**TRAVAIL À FAIRE:**
1. Actualisez l'extrait sur les droits de douane réciproques : recopiez le passage qui commence aux mots "Ce faisant, Trump" et s'arrête après "droits de douane.", en remplaçant "mercantiliste" par "protectionniste".
2. Selon l'extrait sur les droits de douane réciproques, à partir de quelle date ces droits s'appliqueront-ils ?
3. Poursuivez le texte sur les droits de douane réciproques de Donald Trump au-delà de sa dernière phrase.

**EXTRAIT DE PAGE:**
>>>
Dernière trouvaille dans l’arsenal protectionniste de Donald Trump, le concept de « droits de douane réciproques », qui s’appliquera à partir du 1er avril prochain. Il s’agit d’une forme de loi du talion censée « rétablir l’équité dans les relations commerciales » en appliquant aux importations un niveau de droit de douane identique à celui subi par les exportations américaines. Dans le cas de la France, Trump pourrait ainsi rehausser les mesures tarifaires sur l’agroalimentaire, les produits étant frappés de droit de douane de 10 % contre 3,5 % aux États-Unis.

Ce faisant, Trump prouve qu’il raisonne en pur mercantiliste, considérant le commerce mondial comme un jeu à somme nulle. C’est ce qu’avait compris l’ex-chancelière allemande Angela Merkel qui, dans ses mémoires, décrit l’incapacité du président des États-Unis à seulement imaginer une coopération gagnant-gagnant, en lieu et place de la compétition mondiale. À ce jeu de massacre, il faudra par conséquent que l’administration américaine passe en revue la totalité des échanges et accords commerciaux — travail de fourmi ou de forçat, c’est selon —, afin de rééquilibrer les droits de douane.

Coût élevé du jeu de massacre

Dans ces dernières déclarations, le président des États-Unis a indiqué que les « droits de douane réciproques » prendraient en compte toutes les mesures défavorables au commerce de son pays, à l’instar des subventions publiques, du taux de change, de la politique salariale du pays et même du taux de TVA ! C’est dire combien la compensation qu’il exige pourrait augmenter le prix des marchandises selon les pays. Cela grèverait tout à la fois les coûts de production des entreprises importatrices et le pouvoir d’achat des consommateurs, mettant ainsi à mal l’économie des pays importateurs. Avec pour conséquence, à terme, un reflux de la demande adressée aux producteurs américains et donc un ralentissement de l’activité, accompagné d’un possible creusement du déficit commercial. Et avec les inévitables mesures de rétorsion, les entreprises et les consommateurs américains verront l’addition augmenter, ce qu’a déjà confirmé Trump.

Bref, tout le monde risque d’y perdre ! Et sur le plan légal, la politique protectionniste de Trump se heurtera non seulement à de nombreuses lois, mais aussi au principe cardinal de non-discrimination entre les pays de l’Organisation Mondiale du Commerce (OMC), appelé clause de la nation la plus favorisée (NPF).
<<<
**DONNÉES:**
>>>
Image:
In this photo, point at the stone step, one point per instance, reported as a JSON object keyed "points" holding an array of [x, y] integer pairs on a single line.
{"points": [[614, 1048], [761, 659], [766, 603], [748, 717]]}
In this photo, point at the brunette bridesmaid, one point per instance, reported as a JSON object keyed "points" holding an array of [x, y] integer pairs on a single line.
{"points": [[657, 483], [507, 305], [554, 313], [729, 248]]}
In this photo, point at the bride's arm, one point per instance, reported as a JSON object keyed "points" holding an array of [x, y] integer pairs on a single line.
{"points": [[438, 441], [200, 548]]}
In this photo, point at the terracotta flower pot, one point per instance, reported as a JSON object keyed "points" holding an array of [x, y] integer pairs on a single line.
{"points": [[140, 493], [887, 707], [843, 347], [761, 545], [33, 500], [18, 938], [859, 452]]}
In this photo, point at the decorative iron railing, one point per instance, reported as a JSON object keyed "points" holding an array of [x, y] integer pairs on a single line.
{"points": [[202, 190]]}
<<<
**RÉPONSES AUX EXERCICES:**
1.
Ce faisant, Trump prouve qu’il raisonne en pur protectionniste, considérant le commerce mondial comme un jeu à somme nulle. C’est ce qu’avait compris l’ex-chancelière allemande Angela Merkel qui, dans ses mémoires, décrit l’incapacité du président des États-Unis à seulement imaginer une coopération gagnant-gagnant, en lieu et place de la compétition mondiale. À ce jeu de massacre, il faudra par conséquent que l’administration américaine passe en revue la totalité des échanges et accords commerciaux — travail de fourmi ou de forçat, c’est selon —, afin de rééquilibrer les droits de douane.

2. Ils s'appliqueront à partir du 1er avril prochain.

3.
Réponses différentes des pays

Le Royaume-Uni, le Brésil, le Japon et l’Inde ont, d’ores et déjà, fait comprendre qu’ils ne s’engageraient pas dans un bras de fer avec l’administration Trump. Certains, à l’instar du président indien, seraient déjà prêts à négocier des concessions douanières et des accords commerciaux avec les États-Unis pour échapper à leurs foudres. Le récent épisode où Trump avait menacé la Colombie de droits de douane pour faire accepter le rapatriement d’immigrés colombiens laisse d’ailleurs à penser que la politique protectionniste des États-Unis sert surtout, en réalité, de moyen de pression dans les négociations politiques.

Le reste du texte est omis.